Source material
┄┄┄┄┄┄

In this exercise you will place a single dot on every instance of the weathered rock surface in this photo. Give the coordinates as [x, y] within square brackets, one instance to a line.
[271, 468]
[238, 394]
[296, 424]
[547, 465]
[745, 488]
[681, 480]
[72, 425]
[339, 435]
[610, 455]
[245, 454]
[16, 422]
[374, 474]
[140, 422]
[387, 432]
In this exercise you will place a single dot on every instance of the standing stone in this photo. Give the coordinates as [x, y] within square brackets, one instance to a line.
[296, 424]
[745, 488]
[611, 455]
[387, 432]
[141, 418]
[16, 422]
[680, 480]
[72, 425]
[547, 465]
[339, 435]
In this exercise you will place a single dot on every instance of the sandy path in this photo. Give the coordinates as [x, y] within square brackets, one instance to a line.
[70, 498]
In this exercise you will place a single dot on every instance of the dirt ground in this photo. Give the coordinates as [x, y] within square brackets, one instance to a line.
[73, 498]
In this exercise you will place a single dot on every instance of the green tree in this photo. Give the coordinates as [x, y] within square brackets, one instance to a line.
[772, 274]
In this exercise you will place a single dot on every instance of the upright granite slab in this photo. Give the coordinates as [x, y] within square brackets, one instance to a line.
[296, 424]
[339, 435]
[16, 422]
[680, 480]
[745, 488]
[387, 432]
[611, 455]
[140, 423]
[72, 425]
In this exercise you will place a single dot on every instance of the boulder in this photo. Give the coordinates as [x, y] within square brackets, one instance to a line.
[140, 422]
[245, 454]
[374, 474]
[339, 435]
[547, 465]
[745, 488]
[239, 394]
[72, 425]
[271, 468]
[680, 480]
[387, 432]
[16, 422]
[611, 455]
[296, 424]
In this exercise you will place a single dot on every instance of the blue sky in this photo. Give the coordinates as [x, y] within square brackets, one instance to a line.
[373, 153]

┄┄┄┄┄┄

Task instructions - Reproduce all of the material above, every line unchanged and in the same order.

Task output -
In this exercise you will place a single dot on every instance of the weathered rock surface in this photo. Give the coordinates as [x, y] within square brackets, one instance to a line.
[271, 468]
[238, 394]
[296, 424]
[547, 465]
[745, 488]
[681, 480]
[72, 425]
[339, 435]
[610, 455]
[245, 454]
[16, 422]
[374, 474]
[140, 422]
[387, 432]
In this exercise you will place a single dot on every instance of the standing stone in this photo. Give the coordinates as [x, y] within square brackets, one instance to a line.
[296, 424]
[745, 488]
[611, 455]
[387, 432]
[141, 418]
[16, 422]
[680, 480]
[72, 425]
[547, 465]
[339, 435]
In this exercise you will place a single dot on every instance of the sandy path in this photo. Give the coordinates as [x, y] within square brackets, one instance to a line.
[70, 498]
In this exercise you will place a single dot on every instance of the dirt ground in this photo. Give the coordinates as [x, y] within square brackets, one instance to a line.
[73, 498]
In this exercise you will place a single dot on every instance of the green tree in this photo. Give the coordinates as [x, y] within square brackets, one instance to a line.
[772, 274]
In this exercise you will place a single dot on every instance of the upright granite slab in this photo. Give the coordinates as [x, y] within square brackets, one instance to a line.
[296, 424]
[339, 435]
[16, 422]
[680, 480]
[745, 488]
[387, 432]
[611, 455]
[140, 423]
[72, 425]
In this exercise you will place a single dot on every instance of the boulder in this photo. Give the coordinates as [x, y] within square brackets, one instance to a line.
[140, 422]
[245, 454]
[374, 474]
[339, 435]
[547, 465]
[745, 488]
[239, 394]
[72, 425]
[271, 468]
[680, 480]
[387, 432]
[16, 422]
[611, 455]
[296, 424]
In this exercise you will place a single dot on every instance of the blue sky in this photo. Give the coordinates as [x, y] within square brackets, one instance to a line.
[373, 153]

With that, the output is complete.